• **Passage to read**:
:::

DRAFT Version:
Wed Jun 6 17:48:37 EDT 2001
An Evaluation of the Effects of Web Page Color and Layout Adaptations
D. C. Brown, E. Burbano, J. Minski & I. F. Cruz.
Computer Science Dept.,
WPI, Worcester, MA 01609, USA.
Email:
dcb@cs.wpi.edu,
ifc@cs.wpi.edu
1. Introduction
An Adaptive Web Site molds itself to the user, creating a unique
interaction [Brusilovsky, 1998]. The intention is to provide a more
personalized and enjoyable experience, but also to increase the
success of an interaction. Success can be measured in a variety
different ways, depending on the site and its use. These include the
speed of the completion of the task, and related measures, such as the
number of mouse clicks.
This research studied the effect of web page adaptations on
information finding tasks at a web site [Burbano & Minski, 2001].
Many components in the user interface can be altered to produce
adaptations, such as page content and web links, but we have limited
our work exclusively to the alteration of color and layout.
The hypothesis studied in our research was that these adaptations
would allow users to complete tasks in a shorter time, and that this
effect would occur whether the adaptations were used individually or
together.
While Adaptive Web Sites are normally dynamic, in order to focus on
the `effects' of adaptations we used predetermined adaptations,
creating a set of "static" web sites containing all the adaptations to
be studied.
A web-based experiment was designed that required each subject to
answer three questions. The answer for each could be found by
searching through a web site. A local copy of a portion of IBM's
Sydney 2000 web site was used for these experiments, in which one
hundred and twenty eight students participated.

:::

• **Task item**: Decide whether each statement agrees with the passage on web page color and layout adaptations, answering yes or no and quoting the words of the passage that settle it. 1. The researchers limited the adaptations they studied to color and layout. 2. The experiment relied on adaptations generated dynamically for each user. 3. Two hundred students took part in the experiments. You will not need the items that come after this text.

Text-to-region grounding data
:::

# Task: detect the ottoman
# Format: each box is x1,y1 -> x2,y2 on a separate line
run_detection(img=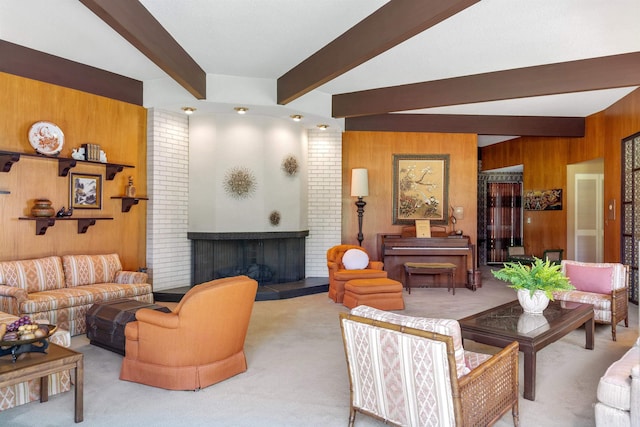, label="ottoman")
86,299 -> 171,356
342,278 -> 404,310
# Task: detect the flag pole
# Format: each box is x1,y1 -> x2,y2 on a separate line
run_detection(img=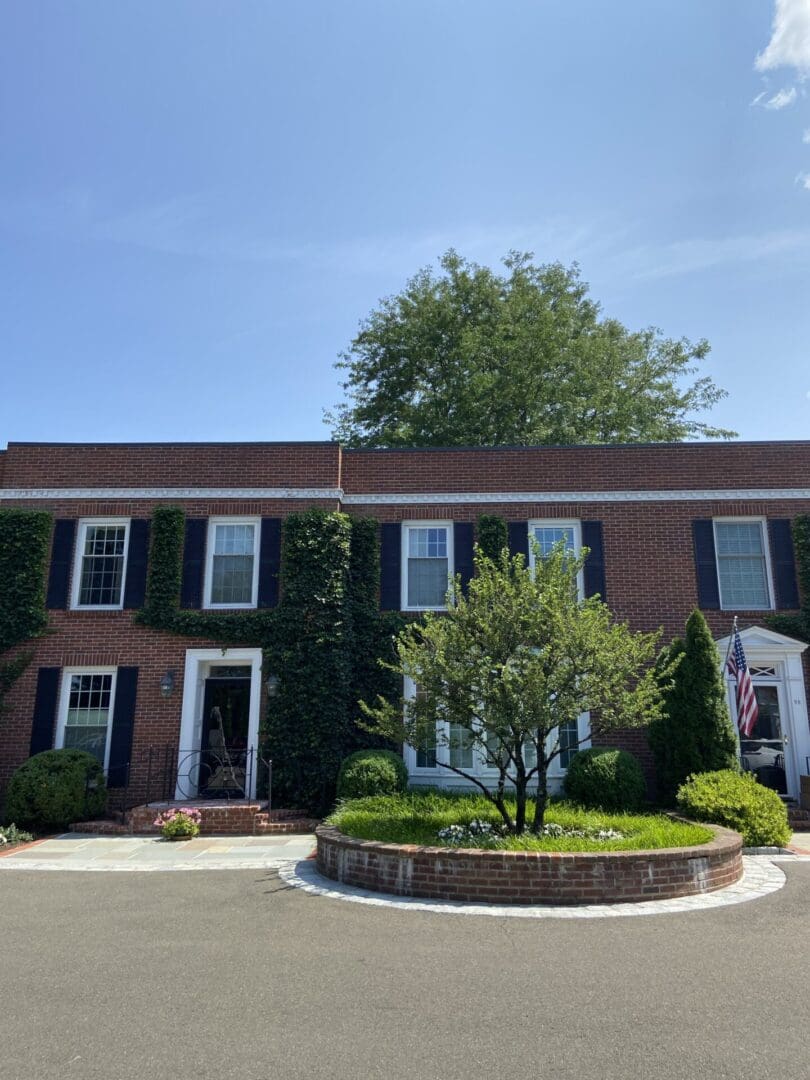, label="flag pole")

:::

• **Exercise response**:
1. Yes: "we have limited our work exclusively to the alteration of color and layout."
2. No: "we used predetermined adaptations, creating a set of "static" web sites"
3. No: "one hundred and twenty eight students participated."